**WHAT TO PRODUCE:** Print the first line of the records below and every line after it, up to and including the line with "Category: dark pants". Print nothing else.

Data entries:

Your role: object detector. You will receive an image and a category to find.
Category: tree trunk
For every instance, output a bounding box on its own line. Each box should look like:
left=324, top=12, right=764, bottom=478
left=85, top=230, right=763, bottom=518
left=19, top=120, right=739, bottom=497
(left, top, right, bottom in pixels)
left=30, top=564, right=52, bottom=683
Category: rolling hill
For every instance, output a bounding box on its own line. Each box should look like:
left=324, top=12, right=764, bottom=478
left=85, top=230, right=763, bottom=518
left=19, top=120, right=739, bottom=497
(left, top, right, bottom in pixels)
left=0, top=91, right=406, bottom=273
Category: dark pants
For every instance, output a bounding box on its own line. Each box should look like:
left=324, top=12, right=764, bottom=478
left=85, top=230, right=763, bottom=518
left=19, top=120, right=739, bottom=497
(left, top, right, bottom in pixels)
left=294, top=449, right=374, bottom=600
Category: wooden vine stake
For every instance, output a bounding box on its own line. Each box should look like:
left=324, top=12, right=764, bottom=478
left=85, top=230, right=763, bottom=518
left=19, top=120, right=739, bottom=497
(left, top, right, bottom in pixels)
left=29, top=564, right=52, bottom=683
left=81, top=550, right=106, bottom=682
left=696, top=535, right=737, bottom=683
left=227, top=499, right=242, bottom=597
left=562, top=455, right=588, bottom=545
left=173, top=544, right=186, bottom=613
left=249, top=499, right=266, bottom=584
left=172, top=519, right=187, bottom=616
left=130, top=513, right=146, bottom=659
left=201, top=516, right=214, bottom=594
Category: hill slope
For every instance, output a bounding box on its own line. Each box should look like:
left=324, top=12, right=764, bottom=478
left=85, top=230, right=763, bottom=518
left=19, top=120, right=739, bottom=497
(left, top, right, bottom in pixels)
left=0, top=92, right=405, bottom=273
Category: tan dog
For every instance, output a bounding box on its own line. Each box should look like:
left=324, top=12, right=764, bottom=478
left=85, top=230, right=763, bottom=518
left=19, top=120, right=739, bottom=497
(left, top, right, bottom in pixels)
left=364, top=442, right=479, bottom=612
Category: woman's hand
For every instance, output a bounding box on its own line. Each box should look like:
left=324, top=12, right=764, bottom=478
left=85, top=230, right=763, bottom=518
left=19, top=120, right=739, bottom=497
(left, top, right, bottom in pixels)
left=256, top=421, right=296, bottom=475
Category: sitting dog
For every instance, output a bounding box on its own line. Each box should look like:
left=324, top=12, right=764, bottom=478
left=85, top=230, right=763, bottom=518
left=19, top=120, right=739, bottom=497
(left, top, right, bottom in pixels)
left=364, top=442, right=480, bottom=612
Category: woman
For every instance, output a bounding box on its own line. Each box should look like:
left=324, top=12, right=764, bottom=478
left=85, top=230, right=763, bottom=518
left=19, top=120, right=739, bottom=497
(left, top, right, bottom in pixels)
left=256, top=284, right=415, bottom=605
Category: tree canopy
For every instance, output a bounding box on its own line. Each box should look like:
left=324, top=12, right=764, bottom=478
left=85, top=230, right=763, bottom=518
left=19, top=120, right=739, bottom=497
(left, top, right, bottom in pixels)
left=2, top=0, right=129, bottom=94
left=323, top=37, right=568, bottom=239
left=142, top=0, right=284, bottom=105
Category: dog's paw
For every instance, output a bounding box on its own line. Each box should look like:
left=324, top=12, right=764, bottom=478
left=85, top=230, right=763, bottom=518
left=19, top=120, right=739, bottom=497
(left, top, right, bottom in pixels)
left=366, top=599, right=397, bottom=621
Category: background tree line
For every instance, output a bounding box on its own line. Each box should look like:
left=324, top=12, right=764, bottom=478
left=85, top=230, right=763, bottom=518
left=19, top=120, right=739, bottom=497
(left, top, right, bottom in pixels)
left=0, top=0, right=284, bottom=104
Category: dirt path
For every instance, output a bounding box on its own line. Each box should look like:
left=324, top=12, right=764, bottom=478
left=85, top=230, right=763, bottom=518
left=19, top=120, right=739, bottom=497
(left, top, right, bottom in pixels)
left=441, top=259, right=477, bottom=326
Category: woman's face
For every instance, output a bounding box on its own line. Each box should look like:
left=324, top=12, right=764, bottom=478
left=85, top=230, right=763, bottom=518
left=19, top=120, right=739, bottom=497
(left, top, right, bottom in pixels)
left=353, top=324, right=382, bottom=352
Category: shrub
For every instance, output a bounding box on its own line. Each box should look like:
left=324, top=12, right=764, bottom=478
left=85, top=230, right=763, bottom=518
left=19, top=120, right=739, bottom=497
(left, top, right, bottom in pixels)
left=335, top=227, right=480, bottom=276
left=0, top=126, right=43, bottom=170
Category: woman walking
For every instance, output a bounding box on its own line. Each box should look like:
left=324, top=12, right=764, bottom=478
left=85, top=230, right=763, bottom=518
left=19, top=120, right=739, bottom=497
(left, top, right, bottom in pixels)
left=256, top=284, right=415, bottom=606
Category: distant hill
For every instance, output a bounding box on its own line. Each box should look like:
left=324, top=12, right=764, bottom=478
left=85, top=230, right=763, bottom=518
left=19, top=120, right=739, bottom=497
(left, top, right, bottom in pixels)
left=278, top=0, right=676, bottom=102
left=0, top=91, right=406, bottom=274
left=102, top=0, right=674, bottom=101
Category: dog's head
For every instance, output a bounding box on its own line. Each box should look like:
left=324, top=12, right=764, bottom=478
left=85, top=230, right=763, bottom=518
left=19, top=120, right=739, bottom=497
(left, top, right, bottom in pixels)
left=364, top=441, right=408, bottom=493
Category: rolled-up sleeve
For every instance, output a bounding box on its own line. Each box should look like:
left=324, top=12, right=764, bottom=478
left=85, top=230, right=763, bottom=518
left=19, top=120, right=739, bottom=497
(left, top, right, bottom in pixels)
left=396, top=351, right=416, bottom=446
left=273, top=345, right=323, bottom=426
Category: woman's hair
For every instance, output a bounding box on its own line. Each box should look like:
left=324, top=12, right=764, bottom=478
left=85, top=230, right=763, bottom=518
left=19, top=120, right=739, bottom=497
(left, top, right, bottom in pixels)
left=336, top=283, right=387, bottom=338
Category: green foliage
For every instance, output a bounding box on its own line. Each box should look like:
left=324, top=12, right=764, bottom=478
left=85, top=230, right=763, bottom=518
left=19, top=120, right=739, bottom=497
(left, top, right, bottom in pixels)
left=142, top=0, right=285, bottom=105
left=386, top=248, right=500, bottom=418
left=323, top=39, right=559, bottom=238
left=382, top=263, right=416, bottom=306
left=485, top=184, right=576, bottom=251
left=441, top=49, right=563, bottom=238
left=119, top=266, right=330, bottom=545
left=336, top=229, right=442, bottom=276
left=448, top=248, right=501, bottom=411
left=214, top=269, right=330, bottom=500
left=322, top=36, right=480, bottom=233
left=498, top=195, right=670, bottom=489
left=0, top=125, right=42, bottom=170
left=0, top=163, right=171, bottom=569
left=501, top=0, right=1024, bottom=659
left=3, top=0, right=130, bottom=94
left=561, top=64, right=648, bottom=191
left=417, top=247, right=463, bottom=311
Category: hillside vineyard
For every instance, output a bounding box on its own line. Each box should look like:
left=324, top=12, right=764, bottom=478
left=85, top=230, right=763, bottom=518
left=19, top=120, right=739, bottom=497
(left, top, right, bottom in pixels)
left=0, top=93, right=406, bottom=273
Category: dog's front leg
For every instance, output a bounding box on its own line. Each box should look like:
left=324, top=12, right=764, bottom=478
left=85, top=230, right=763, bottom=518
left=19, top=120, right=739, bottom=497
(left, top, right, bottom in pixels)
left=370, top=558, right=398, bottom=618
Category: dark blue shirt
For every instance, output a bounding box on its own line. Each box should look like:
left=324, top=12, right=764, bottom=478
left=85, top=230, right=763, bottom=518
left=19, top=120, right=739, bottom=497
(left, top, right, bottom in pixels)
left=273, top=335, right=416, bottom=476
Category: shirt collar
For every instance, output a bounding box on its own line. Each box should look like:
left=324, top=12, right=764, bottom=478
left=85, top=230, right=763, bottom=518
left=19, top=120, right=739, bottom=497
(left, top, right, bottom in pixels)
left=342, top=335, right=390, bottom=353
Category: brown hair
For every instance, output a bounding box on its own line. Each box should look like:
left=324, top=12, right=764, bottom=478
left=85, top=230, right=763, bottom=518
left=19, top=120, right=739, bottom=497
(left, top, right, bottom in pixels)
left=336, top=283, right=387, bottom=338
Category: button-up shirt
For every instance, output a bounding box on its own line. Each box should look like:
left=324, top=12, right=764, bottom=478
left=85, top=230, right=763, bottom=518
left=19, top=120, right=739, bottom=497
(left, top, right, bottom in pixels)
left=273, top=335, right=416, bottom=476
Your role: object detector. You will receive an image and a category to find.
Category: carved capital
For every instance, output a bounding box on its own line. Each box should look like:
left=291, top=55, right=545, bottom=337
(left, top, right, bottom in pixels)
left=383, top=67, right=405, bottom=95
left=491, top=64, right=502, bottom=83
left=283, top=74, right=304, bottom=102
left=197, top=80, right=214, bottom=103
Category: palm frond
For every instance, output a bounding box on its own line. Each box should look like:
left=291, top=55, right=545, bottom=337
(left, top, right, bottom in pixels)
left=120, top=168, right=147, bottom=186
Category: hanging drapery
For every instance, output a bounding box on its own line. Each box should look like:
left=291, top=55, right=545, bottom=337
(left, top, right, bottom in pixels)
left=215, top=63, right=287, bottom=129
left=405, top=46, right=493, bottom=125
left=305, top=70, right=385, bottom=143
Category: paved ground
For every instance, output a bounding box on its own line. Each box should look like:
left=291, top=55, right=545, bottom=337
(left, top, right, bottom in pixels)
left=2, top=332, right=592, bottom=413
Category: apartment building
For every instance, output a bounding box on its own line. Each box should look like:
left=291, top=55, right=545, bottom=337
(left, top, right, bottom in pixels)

**RESPONSE TO THIS TASK:**
Your role: object detector. You will receive an image and a category to find.
Category: tree trunk
For every instance, output a bounding box on its own line. Each box should look like:
left=324, top=12, right=764, bottom=478
left=85, top=230, right=763, bottom=518
left=19, top=120, right=739, bottom=497
(left, top, right, bottom in pixels)
left=30, top=564, right=52, bottom=683
Category: rolling hill
For every instance, output a bounding box on its own line. Each box should look like:
left=324, top=12, right=764, bottom=478
left=85, top=230, right=763, bottom=518
left=19, top=120, right=739, bottom=497
(left, top, right, bottom in pixels)
left=0, top=91, right=406, bottom=273
Category: dark pants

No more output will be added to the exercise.